• **Consigne**
Reformulez sous forme de liste le paragraphe du texte sur la surveillance au travail qui commence par « Thierry Meillat, avocat spécialisé », en conservant ses faits principaux.

• **Texte à lire**
◇ ◇ ◇ ◇ ◇ ◇ ◇
Zoom sur la surveillance au travail
Avec un usage du télétravail massif depuis ces derniers mois, et des confinements répétés, il peut être plus difficile pour les employeurs de savoir comment travaillent leurs salariés. De quoi leur donner envie de mettre en place des outils de surveillance, comme le révèle une récente enquête réalisée par GetApp dans laquelle on peut lire que 45% des salariés français en télétravail seraient surveillés par leur employeur via un outil de contrôle.
Une pratique pas née d’aujourd’hui, accélérée par de nouvelles méthodes de travail, mais qui n’est pas sans risque.
Une pratique encadrée
Thierry Meillat, avocat spécialisé en droit social, associé chez Hogan Lovells, le rappelle “tout système de contrôle des salariés doit faire l’objet d’une consultation des représentants du personnel, et donc du CSE (comité social et économique, ndlr) quand il y en a un”. De plus “Les salariés doivent aussi être informés préalablement à la mise en place de tels dispositifs” et “les mesures de contrôle doivent être proportionnées au but recherché et respecter la vie privée des salariés”. En effet, en France, le respect de la vie privée et des données personnelles des salariés est encadré par deux textes : le code du travail, qui garantit la protection des données personnelles dans le cadre du travail et le règlement général sur la protection des données (RGPD). Surveiller son employé sans respecter ces règles peut donc coûter cher : un an d’emprisonnement et de 45.000 euros d’amende. Thierry Meillat note que, “De manière générale, les employeurs français optent plutôt pour des moyens de contrôle qui fonctionnent par de l'auto-déclaratif".
◇ ◇ ◇ ◇ ◇ ◇ ◇
(Entrées d'annotation d'images)

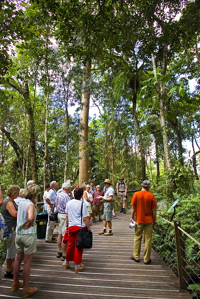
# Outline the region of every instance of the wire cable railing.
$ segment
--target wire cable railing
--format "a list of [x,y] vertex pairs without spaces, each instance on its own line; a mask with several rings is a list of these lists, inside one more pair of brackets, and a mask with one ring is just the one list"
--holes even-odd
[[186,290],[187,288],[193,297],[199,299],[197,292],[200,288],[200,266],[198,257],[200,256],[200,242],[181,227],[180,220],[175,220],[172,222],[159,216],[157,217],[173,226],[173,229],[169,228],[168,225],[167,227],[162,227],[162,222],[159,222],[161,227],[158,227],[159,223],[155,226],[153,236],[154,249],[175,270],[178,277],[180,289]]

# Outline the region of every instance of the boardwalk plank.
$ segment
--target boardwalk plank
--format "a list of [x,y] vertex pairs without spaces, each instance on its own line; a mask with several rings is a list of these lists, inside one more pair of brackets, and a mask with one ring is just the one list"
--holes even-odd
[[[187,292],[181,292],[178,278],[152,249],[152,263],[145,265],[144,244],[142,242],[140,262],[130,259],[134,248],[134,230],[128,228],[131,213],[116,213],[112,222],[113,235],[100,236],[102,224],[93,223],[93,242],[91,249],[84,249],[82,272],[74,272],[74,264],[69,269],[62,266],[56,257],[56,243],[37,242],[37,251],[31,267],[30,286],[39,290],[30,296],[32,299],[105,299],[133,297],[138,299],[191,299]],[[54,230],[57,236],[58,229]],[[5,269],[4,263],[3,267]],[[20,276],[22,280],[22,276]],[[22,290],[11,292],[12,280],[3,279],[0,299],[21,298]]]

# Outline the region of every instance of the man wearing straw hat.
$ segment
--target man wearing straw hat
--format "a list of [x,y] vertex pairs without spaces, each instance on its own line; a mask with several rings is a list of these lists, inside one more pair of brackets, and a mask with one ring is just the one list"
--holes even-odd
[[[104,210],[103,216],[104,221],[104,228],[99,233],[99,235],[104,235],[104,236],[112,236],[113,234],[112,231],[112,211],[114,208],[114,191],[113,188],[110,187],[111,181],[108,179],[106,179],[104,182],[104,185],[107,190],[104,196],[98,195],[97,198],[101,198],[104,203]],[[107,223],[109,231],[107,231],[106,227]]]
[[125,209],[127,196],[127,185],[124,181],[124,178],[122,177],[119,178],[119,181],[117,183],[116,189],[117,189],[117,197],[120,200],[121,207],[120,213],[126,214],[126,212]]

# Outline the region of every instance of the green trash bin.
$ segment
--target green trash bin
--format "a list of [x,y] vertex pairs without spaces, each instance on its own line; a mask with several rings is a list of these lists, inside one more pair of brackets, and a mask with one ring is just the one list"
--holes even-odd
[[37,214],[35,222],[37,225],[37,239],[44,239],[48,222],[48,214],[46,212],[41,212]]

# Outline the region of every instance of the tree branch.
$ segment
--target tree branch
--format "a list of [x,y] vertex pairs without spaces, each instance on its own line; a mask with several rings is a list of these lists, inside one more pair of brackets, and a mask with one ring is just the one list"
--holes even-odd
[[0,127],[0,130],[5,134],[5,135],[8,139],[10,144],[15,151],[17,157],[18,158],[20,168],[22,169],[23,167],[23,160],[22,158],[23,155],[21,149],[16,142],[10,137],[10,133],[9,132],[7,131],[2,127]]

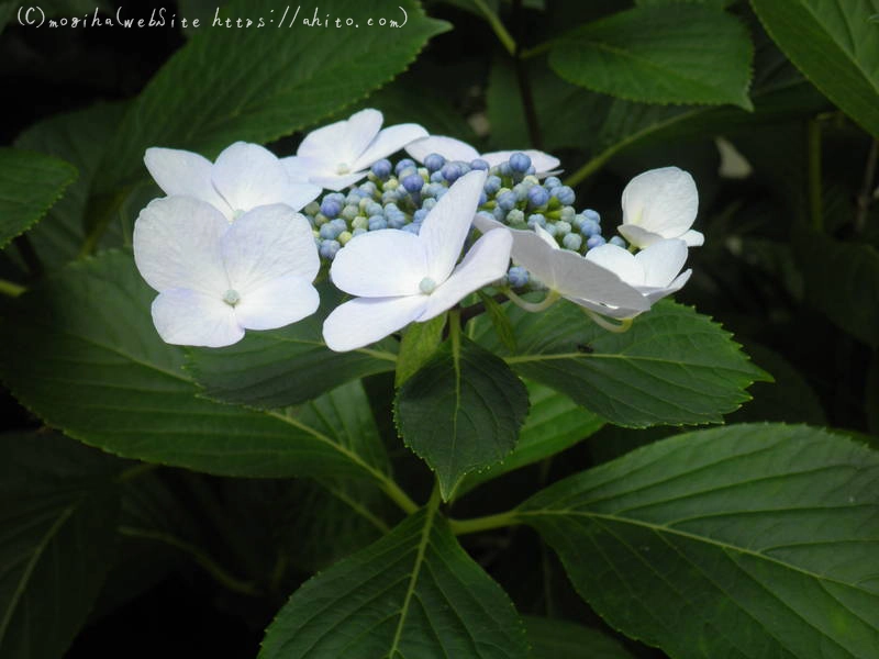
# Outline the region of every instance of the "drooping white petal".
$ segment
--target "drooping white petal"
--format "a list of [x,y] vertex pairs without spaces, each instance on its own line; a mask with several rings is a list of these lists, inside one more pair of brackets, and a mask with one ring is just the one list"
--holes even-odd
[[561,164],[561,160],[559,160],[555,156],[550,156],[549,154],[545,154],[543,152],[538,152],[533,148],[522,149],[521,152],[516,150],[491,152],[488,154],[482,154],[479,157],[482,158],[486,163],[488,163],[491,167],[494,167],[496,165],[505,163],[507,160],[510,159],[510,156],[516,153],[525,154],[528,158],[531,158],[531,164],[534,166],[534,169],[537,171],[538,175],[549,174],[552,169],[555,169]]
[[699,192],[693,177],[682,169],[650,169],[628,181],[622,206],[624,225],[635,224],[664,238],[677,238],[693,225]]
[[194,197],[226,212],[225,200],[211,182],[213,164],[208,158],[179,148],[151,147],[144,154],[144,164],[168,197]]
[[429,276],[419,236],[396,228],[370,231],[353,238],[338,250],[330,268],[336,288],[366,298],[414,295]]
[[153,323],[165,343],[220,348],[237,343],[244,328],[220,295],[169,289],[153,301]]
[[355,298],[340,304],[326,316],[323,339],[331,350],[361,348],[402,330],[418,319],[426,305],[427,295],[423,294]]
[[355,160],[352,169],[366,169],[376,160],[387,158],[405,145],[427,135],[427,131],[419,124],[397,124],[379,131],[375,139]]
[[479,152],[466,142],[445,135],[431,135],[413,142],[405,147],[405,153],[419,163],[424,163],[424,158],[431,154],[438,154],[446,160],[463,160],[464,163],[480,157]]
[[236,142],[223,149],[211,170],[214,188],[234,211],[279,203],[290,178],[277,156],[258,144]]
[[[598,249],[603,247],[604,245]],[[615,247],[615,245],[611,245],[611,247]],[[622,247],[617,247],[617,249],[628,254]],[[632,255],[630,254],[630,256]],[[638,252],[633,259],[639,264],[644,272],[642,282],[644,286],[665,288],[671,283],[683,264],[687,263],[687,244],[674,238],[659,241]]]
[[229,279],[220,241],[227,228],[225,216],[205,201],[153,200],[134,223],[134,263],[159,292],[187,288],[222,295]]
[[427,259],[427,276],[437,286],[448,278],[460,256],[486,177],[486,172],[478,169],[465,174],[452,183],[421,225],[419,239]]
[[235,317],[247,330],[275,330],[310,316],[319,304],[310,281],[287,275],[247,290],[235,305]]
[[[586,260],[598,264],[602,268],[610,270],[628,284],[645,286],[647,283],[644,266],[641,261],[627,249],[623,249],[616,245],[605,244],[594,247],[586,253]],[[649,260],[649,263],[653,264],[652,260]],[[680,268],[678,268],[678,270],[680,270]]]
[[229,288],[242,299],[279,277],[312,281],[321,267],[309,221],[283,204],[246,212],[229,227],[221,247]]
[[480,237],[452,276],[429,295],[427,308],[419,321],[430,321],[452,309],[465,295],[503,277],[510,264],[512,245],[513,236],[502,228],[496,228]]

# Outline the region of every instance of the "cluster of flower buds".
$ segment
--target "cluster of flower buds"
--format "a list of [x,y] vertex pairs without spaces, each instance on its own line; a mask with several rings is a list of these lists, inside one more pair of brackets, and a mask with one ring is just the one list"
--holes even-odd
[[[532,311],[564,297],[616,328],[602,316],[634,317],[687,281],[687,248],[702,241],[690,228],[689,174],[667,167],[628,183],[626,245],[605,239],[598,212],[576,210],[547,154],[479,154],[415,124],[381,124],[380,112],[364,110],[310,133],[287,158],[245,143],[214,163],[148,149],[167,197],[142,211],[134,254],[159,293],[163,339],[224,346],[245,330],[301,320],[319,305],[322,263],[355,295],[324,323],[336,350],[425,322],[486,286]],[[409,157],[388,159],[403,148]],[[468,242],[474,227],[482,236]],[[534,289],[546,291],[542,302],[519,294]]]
◇ ◇ ◇ ◇ ◇ ◇ ◇
• **Corrigé**
- Selon Thierry Meillat, avocat en droit social chez Hogan Lovells, tout système de contrôle des salariés doit être soumis à la consultation des représentants du personnel, donc du CSE s'il existe.
- Les salariés doivent être informés avant la mise en place de ces dispositifs.
- Les mesures de contrôle doivent être proportionnées au but recherché et respecter la vie privée des salariés.
- En France, deux textes encadrent la vie privée et les données personnelles des salariés : le code du travail et le RGPD.
- Surveiller un employé sans respecter ces règles expose à un an d'emprisonnement et à 45 000 euros d'amende.
- En général, les employeurs français privilégient des moyens de contrôle fondés sur l'auto-déclaratif.